Stored records.
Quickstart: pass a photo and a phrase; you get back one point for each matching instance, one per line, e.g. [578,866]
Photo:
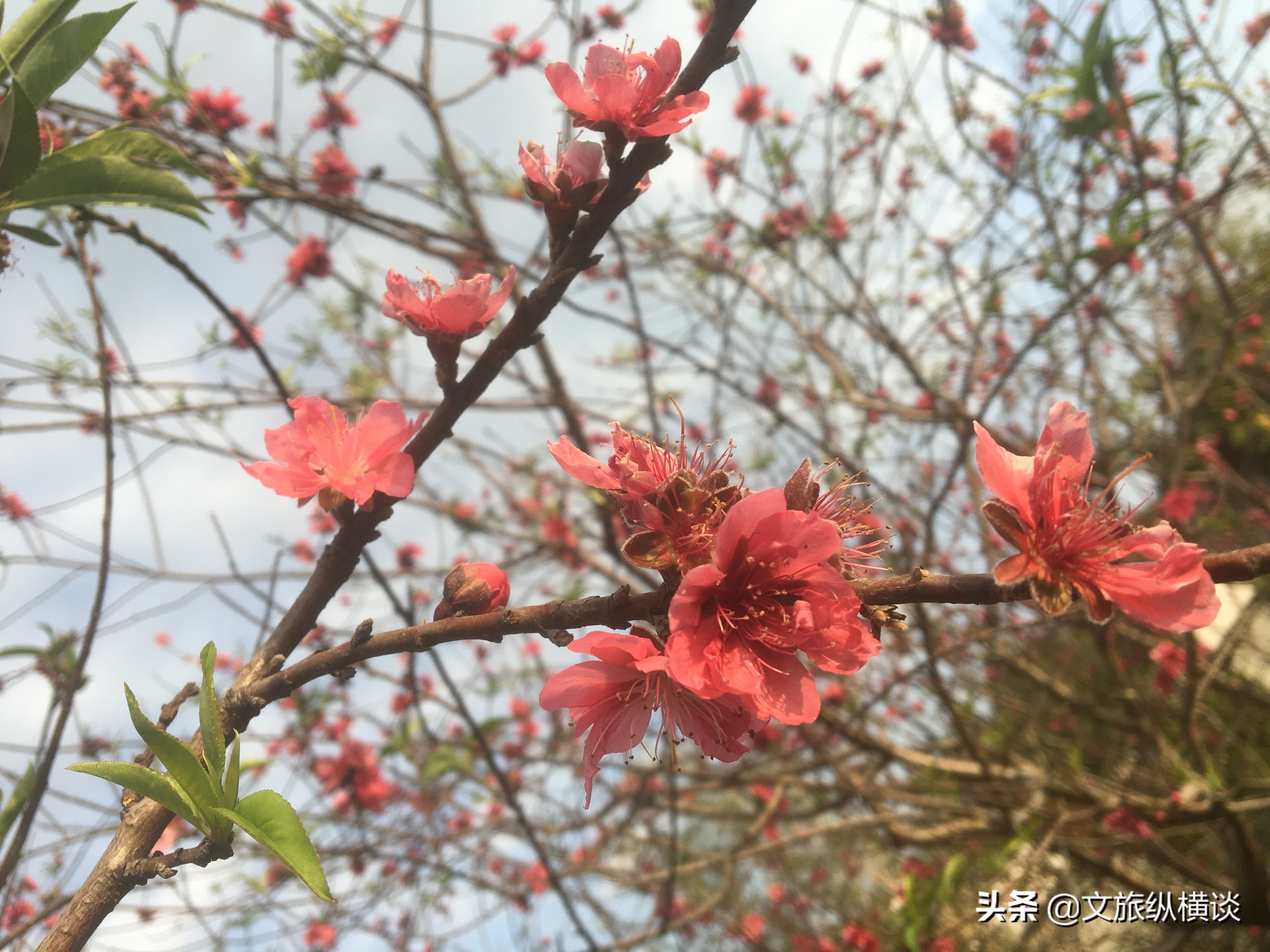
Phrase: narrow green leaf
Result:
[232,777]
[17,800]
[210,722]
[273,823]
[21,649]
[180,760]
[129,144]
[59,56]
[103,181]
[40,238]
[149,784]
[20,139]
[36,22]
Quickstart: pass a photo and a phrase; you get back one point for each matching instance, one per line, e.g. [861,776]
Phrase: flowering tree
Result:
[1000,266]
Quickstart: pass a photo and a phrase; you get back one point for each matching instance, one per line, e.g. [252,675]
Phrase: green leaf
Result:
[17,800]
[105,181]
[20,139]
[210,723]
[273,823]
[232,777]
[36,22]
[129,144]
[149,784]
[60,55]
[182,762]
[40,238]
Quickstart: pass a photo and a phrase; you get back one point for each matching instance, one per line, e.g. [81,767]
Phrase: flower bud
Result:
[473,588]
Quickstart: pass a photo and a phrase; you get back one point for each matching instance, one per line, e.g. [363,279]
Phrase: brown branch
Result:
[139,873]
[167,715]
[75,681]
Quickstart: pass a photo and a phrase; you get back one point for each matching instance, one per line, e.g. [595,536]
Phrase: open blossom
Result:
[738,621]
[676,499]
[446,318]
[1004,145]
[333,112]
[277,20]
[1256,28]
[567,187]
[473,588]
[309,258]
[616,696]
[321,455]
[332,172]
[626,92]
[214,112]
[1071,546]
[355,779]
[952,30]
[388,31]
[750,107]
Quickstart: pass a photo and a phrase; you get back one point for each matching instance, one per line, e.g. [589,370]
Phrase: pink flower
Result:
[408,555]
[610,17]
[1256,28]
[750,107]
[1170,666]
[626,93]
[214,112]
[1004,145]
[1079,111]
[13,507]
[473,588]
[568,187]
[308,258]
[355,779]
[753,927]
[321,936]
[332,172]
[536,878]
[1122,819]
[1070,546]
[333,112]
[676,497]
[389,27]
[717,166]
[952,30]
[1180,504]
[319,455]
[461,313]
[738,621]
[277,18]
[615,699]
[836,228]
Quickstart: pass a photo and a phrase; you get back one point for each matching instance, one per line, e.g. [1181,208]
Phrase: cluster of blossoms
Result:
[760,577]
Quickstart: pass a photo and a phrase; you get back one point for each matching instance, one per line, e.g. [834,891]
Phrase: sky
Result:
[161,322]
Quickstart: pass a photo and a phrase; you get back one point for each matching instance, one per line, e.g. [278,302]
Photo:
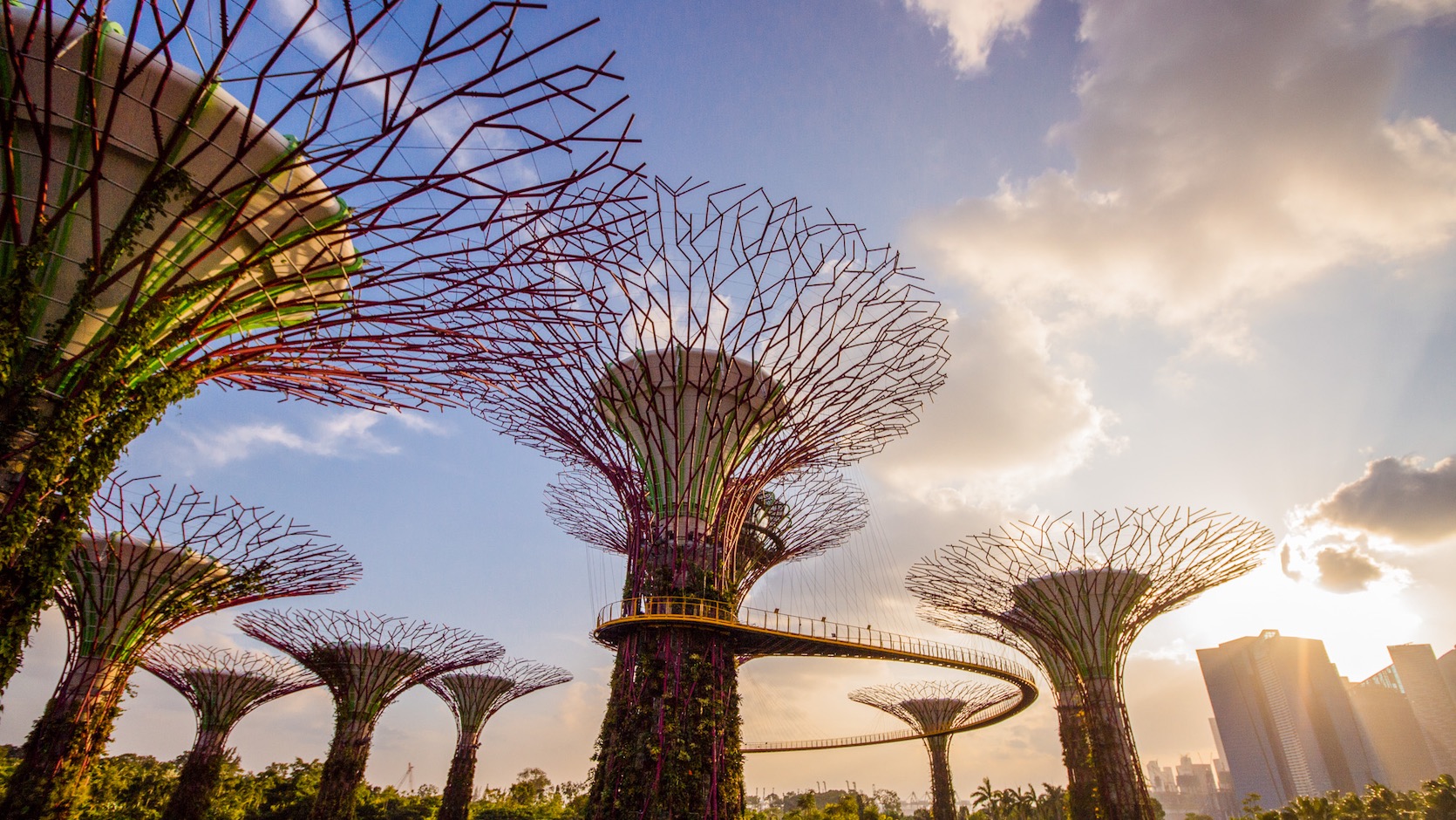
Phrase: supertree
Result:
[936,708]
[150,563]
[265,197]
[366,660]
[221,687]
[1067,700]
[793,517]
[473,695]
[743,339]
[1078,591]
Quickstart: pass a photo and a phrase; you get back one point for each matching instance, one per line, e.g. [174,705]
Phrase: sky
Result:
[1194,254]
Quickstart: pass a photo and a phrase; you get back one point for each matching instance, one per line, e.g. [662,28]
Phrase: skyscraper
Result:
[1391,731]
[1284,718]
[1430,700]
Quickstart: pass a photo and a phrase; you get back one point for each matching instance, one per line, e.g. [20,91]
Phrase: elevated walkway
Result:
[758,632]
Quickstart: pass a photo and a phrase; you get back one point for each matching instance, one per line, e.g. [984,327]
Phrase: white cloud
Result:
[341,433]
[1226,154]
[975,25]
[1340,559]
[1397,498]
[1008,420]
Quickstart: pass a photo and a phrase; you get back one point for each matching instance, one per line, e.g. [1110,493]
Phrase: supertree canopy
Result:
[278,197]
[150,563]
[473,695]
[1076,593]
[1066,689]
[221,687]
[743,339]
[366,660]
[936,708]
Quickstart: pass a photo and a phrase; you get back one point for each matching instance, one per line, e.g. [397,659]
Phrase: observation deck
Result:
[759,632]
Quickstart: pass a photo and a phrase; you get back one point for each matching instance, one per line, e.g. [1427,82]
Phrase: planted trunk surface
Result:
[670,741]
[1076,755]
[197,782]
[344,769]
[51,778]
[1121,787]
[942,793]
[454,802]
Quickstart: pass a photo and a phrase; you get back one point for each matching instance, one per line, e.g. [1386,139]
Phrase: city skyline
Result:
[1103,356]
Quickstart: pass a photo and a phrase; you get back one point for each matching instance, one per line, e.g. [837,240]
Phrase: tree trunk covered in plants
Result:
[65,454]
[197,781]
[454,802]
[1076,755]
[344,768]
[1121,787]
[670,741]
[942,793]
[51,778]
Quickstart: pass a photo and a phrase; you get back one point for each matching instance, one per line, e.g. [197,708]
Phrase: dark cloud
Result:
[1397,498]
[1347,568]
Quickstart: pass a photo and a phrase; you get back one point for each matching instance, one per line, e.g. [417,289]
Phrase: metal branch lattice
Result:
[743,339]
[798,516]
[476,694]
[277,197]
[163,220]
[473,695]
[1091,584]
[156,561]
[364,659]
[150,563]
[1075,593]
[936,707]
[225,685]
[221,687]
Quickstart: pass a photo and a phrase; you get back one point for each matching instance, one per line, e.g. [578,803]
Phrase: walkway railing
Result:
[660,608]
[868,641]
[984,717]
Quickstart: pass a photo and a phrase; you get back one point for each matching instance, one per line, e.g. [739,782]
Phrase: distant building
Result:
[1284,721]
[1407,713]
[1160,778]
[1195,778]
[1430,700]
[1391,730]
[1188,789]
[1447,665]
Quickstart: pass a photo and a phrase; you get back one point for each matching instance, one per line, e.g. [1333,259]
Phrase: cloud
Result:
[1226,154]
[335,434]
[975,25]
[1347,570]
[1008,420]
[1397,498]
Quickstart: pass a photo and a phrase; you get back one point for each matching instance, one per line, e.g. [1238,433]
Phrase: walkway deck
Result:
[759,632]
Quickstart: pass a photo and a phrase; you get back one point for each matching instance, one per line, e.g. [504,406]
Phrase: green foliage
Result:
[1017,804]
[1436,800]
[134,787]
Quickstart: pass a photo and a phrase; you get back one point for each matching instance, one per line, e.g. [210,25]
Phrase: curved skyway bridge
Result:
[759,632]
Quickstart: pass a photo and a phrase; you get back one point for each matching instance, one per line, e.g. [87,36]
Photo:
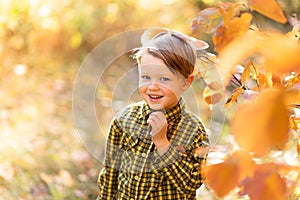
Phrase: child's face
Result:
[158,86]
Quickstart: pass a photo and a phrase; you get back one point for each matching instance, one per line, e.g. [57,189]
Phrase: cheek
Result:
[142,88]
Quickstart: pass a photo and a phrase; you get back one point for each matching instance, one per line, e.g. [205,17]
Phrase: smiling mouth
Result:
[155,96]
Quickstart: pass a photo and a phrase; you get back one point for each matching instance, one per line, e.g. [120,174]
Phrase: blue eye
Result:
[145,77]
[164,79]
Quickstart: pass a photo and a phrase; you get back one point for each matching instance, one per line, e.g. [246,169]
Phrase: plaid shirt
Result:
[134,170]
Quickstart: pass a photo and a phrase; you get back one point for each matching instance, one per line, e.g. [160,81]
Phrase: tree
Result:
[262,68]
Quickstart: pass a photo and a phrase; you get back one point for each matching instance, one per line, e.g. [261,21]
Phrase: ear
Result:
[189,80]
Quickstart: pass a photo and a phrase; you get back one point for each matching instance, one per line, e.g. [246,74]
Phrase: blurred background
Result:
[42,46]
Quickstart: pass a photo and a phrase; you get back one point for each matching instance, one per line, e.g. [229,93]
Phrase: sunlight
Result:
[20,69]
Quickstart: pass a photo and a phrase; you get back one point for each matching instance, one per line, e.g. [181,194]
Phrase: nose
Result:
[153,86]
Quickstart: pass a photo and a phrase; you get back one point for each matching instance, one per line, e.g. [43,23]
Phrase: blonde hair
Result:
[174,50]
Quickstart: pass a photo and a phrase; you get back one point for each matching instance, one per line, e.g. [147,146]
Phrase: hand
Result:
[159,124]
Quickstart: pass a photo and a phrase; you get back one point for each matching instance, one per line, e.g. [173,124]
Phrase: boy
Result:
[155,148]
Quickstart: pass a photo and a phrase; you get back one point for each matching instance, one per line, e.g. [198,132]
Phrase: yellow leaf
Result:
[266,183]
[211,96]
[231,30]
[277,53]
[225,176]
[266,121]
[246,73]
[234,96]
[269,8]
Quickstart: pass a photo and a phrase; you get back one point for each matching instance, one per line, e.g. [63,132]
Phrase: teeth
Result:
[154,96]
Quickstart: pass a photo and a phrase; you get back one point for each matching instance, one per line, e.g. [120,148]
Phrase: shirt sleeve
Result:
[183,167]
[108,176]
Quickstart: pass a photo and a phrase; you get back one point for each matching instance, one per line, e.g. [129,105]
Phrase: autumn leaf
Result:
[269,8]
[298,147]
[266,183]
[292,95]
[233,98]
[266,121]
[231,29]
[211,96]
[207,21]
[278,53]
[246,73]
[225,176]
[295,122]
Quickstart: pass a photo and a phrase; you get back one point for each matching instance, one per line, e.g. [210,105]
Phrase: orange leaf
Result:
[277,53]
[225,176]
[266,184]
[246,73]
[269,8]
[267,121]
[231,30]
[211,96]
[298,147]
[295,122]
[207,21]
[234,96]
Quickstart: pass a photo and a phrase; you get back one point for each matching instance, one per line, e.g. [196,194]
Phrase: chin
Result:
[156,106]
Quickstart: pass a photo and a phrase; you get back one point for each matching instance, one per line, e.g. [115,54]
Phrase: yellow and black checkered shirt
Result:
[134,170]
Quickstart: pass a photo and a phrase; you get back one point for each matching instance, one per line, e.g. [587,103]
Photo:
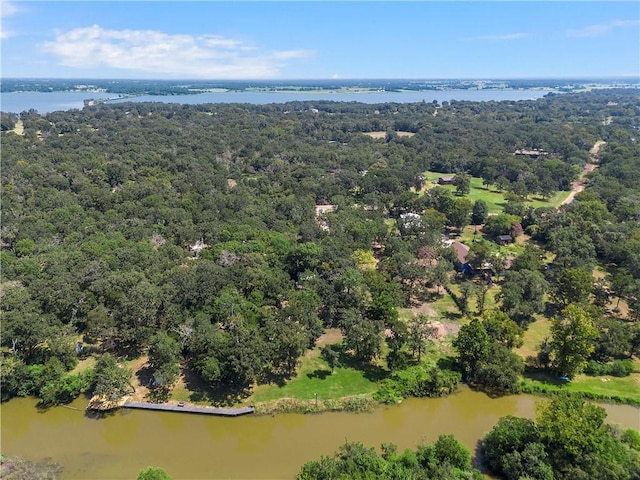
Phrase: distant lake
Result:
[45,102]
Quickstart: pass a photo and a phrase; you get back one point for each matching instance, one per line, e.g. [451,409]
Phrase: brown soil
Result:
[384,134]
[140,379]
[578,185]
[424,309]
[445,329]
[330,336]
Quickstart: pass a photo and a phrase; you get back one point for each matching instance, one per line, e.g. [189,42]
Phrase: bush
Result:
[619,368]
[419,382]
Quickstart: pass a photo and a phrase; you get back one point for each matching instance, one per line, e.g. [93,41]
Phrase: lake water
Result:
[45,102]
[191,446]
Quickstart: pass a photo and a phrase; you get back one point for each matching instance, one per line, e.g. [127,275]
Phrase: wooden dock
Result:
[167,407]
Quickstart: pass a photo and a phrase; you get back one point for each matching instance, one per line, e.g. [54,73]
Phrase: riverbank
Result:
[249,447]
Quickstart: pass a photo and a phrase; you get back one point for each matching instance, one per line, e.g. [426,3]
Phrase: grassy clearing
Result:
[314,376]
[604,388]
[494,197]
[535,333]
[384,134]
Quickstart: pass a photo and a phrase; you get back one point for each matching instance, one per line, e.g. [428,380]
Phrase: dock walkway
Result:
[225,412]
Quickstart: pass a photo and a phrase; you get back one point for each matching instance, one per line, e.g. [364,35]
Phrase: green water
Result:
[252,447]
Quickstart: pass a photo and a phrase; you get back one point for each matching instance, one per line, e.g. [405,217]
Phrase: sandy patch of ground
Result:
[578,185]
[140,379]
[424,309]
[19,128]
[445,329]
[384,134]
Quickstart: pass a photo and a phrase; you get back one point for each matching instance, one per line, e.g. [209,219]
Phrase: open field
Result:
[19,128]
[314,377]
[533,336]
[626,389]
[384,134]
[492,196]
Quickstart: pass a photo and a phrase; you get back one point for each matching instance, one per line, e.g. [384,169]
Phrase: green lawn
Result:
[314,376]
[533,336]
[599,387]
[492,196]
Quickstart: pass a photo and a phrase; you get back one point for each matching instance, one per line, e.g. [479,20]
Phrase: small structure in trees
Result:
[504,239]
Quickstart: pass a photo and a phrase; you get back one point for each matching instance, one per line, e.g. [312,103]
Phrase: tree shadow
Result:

Problem to solve.
Starting with the line that contains "line, e.g. [93,41]", write out each line through the end of the listing, exactly as it appears, and include nothing else.

Exercise response.
Quickstart: pass a photo and a phrase; you get back one point for each matching instance, one per line, e.g. [93,41]
Phrase: lake water
Result:
[45,102]
[191,446]
Quickstart: pass a photo and a phrase; you get back one point for each matching instance, one per line, e.g. [127,275]
Phrase: wooden dock
Result:
[167,407]
Quickstart: pass a photo and a phrase; you get back one point for each matching instance, one per line, e.g. [54,73]
Phrase: riverbank
Result:
[249,447]
Quickstart: pass a photo and a phrase; you get back one point for each matching instance, one per line, e.g. [426,3]
Phrase: grassy clearing
Result:
[314,376]
[604,388]
[494,197]
[535,333]
[384,134]
Quickstart: pass a photo and a phrase; you get back one point for each matching instance, one per line, e.g. [428,380]
Phrase: dock walkway
Result:
[225,412]
Quickstart: pass a photo and a phrase; you get back one point for each matching instance, one per line, e.g. [364,35]
Phrase: green water
Result:
[252,447]
Quickstart: pass a photo and a phrase; you get back one point for each matching instance, one per line, e.g. [405,217]
Phrase: sandy patch of ground
Result:
[578,185]
[140,379]
[424,309]
[19,128]
[445,329]
[384,134]
Quickstart: pass a photo and a phrase; you get back one point for each matching instance, one per line, e.g. [209,219]
Phrase: open field
Result:
[19,128]
[314,377]
[533,336]
[626,389]
[384,134]
[492,196]
Quickstart: pass a photo and a phrase; you get back one point for each matching instance, one per line, e.g. [384,169]
Phrase: green lawn
Result:
[314,376]
[533,336]
[599,387]
[492,196]
Quickstart: pass a photo and a phrase; you get back one point for each matching instance, one per line, e.g. [479,20]
Phrase: small structure in trees
Result:
[504,239]
Quickstart: pass a photo and a phrase; you get back one point for each matching instance, one per line, e.g. [312,103]
Phrase: tree shadow
Result:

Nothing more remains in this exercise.